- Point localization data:
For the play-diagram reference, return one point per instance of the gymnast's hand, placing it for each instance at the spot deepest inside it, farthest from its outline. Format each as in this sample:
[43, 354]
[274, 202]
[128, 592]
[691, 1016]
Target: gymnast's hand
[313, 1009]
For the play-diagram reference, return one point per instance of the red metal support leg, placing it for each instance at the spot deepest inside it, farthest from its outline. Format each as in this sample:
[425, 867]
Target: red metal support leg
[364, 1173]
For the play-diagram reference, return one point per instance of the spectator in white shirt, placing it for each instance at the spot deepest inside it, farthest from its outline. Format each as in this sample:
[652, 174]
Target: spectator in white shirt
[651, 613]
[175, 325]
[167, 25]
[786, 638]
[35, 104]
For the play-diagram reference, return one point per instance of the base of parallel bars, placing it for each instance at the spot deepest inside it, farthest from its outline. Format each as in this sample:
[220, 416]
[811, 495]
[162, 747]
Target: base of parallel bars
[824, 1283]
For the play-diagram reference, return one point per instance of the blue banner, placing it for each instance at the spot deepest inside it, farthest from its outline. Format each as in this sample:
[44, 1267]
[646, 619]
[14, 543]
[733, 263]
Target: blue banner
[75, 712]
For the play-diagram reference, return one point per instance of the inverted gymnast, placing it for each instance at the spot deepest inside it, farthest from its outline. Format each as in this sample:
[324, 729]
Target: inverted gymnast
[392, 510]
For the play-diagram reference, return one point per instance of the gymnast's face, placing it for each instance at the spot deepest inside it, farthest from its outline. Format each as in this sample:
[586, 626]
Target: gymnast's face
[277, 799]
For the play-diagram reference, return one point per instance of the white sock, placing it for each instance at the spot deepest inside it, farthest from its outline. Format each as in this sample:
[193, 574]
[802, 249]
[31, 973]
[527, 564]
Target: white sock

- BRIEF: Give back one number only: the count of lines in the entries that hold the string "deepest".

- TASK SOLUTION: 8